EL PAíS › MARCHA DE PLAZA ONCE A LA JEFATURA DE GOBIERNO PARA PEDIR JUSTICIA

Miles de voces unidas en un solo reclamo

La caravana partió desde el boliche incendiado y se encolumnó hacia la Plaza de Mayo. Había familiares de muertos y heridos junto a jóvenes sobrevivientes y militantes de agrupaciones de izquierda. Los organismos de derechos humanos plantearon diferencias. Al final hubo incidentes, con 8 detenidos.

 Por Marta Dillon

Un río de manifestantes fluyó ayer a la tarde hacia Plaza de Mayo. La impotencia, el dolor y la bronca por la muerte sin sentido de 183 jóvenes en la madrugada del viernes desembocó en ese recorrido histórico de los reclamos populares. No hubo un único acto cuando la marcha llegó al final de la Avenida de Mayo, y hasta esa bandera argentina que envolvía a los familiares se perdió en un tumulto que encontró más de un megáfono para amplificar testimonios que pedían justicia y se desarmaban en llantos, en recuerdos cotidianos o en el color de ojos de los chicos que ya no están. Sobre el final, y a pesar de los reiterados pedidos en contra de la violencia, cuando apenas quedaban unos centenares de jóvenes frente al edificio de la Jefatura del Gobierno porteña, el frágil equilibrio que había signado la última hora de la marcha se desordenó en unos pocos incidentes que terminaron con dieciocho policías heridos y la detención de ocho personas.
Fue frente a ese edificio de Avenida de Mayo y Bolívar que tanto de ida como al final de la manifestación se escuchó un canto que unificaba las voces diversas que cerca de Plaza Miserere habían exhibido diferencias que parecían irreconciliables, como cuando Juan Carlos Blumberg intentó sumarse a la convocatoria y fue saludado con insultos (ver aparte). A los pibes, decía el canto más voceado, “no los mató una bengala ni tampoco el roncanrol”. A los pibes, se escuchó, “los mató la corrupción”. Era un grito desesperado que buscaba apuntar la bronca sobre algún culpable concreto y que terminaba diluyéndose en una consigna que evoca otras multitudes: “Que se vayan todos”.

*Consigna A*
Extraiga de los registros que siguen cada línea que contenga la cadena "muzzle".

*Datos del ejercicio*

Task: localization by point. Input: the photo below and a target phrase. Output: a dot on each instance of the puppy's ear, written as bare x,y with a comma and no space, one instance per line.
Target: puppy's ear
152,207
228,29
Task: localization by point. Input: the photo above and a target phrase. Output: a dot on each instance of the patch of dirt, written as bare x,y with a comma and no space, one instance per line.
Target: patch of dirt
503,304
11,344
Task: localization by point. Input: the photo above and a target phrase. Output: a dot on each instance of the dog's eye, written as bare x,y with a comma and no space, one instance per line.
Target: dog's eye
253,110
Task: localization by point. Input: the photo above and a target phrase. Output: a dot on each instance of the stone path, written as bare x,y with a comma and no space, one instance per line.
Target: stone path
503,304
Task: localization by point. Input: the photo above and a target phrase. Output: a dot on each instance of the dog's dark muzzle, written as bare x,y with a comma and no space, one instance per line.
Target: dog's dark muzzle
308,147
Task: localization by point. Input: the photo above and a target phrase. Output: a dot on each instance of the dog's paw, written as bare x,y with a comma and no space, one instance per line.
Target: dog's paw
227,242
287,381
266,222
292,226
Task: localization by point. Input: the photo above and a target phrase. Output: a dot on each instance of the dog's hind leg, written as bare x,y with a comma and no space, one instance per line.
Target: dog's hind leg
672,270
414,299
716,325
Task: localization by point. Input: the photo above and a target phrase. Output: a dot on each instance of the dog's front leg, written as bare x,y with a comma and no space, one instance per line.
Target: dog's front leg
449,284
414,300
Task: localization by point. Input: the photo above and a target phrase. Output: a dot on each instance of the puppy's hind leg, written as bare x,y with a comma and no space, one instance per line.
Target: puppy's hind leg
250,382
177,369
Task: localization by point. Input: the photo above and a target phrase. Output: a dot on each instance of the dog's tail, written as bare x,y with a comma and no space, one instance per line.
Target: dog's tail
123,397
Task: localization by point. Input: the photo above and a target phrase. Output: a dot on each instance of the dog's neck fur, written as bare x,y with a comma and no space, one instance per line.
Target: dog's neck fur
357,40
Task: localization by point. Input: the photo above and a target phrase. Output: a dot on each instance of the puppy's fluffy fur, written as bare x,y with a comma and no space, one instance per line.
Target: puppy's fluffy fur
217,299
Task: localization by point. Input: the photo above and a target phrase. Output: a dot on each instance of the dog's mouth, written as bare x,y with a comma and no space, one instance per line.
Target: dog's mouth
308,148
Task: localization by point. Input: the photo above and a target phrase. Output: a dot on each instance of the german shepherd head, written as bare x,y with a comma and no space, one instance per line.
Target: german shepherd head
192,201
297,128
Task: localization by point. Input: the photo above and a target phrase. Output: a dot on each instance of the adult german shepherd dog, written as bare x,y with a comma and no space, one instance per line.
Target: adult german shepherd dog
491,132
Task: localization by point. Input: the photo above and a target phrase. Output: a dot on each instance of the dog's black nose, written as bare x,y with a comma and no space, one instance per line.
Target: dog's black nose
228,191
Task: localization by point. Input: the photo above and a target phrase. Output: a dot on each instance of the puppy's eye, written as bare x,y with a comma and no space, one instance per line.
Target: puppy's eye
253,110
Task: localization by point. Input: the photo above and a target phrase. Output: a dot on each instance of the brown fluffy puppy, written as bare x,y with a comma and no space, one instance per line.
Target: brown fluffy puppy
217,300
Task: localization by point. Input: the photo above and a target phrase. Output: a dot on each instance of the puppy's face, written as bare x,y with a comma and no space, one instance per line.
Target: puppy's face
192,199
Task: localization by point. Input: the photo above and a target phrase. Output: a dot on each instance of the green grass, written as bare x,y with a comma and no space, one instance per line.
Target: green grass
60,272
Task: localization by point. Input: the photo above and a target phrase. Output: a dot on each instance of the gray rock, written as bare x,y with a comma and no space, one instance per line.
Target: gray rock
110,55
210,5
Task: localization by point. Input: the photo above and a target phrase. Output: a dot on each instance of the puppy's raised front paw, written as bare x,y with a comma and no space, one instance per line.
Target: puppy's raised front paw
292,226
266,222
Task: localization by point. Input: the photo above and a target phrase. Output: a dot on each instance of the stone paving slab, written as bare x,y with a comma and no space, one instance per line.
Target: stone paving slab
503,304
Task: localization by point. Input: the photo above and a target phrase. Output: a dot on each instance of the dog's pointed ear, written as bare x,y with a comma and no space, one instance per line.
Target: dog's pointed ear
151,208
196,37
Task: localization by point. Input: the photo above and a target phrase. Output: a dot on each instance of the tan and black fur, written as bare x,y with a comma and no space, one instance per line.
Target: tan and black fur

*Consigna B*
Prosiga la crónica de la marcha de Plaza Once hacia Plaza de Mayo, presentada más arriba, a partir de su última oración.

*Respuesta escrita A*
Task: localization by point. Input: the photo above and a target phrase. Output: a dot on each instance of the dog's dark muzzle, written as bare x,y with a comma and no space, one instance per line.
Target: dog's dark muzzle

*Respuesta escrita B*
Ya no quedaba ninguno de los familiares que se identificaban con fotos de sus hijos, hermanos, novias o amigos y amigas muertos cuando comenzaron los incidentes que terminaron con algunos policías contusos y algo más de una decena de detenidos. Pero más de una vez, cuando todavía la luz del atardecer se acostaba sobre Plaza de Mayo, hubo corridas y tironeos que daban cuenta de una tensión que lleva días de acumularse. “Yo no quiero salir más, loco, yo no quiero”, decía una chica abrazada a una remera celeste y blanca con la inscripción “Pipi x 100pre”, dando cuenta de ese lenguaje que abunda en los chats y los mensajes de texto. Los ojos clarísimos surcados por las arañas rojas de un llanto ininterrumpido brillaban mientras discutía con quienes la alentaban a integrar el círculo de familiares que se había formado frente al vallado que dividía la plaza y dejaba muy lejos la Casa Rosada. “Acá hay organismos de derechos humanos, tenés que ponerte al lado de ellos para que te protejan”, insistía otro joven tironeándola, a pesar de que ningún organismo se identificó como tal y fueron varios los que firmaron un comunicado aclarando por qué no participarían (ver aparte). La desconfianza de Carla, la de los ojos claros y ningún apellido, estaba anclada en los incidentes al principio de la marcha entre familiares y algunos partidos políticos de izquierda, que de todos modos marcharon sin identificaciones. Pero cada vez que una discusión amenazaba con convertirse en escenas de boxeo, el grito de Justicia funcionó como bálsamo y logró aglutinar a cerca de diez mil manifestantes, aunque las cifras oficiales sólo cuentan la mitad.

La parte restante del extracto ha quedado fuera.